[Task goal]:
Transcribe the data in full and exactly, omitting any pictures.

[Records supplied]:
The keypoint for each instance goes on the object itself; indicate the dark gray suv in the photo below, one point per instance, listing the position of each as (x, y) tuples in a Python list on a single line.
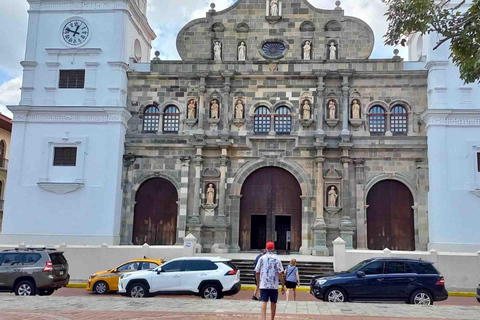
[(28, 272)]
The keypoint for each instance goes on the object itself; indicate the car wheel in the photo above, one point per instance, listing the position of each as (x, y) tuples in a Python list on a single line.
[(211, 291), (46, 292), (421, 298), (335, 295), (25, 288), (101, 287), (137, 290)]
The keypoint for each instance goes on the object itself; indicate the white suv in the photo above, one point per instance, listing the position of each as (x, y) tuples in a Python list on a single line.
[(211, 278)]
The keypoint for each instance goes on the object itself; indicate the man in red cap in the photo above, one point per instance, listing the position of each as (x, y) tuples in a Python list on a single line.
[(268, 271)]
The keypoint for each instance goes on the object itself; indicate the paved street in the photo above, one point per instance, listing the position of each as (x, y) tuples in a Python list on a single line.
[(114, 307)]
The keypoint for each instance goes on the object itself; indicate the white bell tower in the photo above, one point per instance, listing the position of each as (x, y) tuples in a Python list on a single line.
[(69, 129)]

[Solution]:
The keypoint for each instance goes on the object itself; indicate the dark gray suv in the photo below, one point per instance, listing the position of each as (x, y) tuples in a Python list on a single line.
[(28, 272)]
The keypoint for each instance goes on the object itself; indicate the car wheel in the photo above, one point per instance, listing the position of each as (x, y) tuples in a Python list on a single line.
[(211, 291), (46, 292), (421, 298), (335, 295), (25, 288), (101, 287), (137, 290)]
The keypoint for each instance goes on the object itself; indicate the white suv in the photo above, one point per instance, listing the position of each as (x, y) tuples in a Python list on a single line.
[(211, 278)]
The keypoint for each instance goes on the object itself; indicate the man in red cap in the photo above, one point per instance, listing the position of each as (x, y) tuples in a Python list on a single line.
[(268, 271)]
The keypoint for each instance goes on the object itself; indicate the paved street in the photo above, one point per instance, listing the position of each as (x, y) tuples in a Python list on a single line.
[(114, 307)]
The keypoint for each instance goes on the object itself; indicate the white bell tower in the photo above, one point per instance, listing the position of each as (x, y) tuples in a Python list on a single line.
[(69, 129)]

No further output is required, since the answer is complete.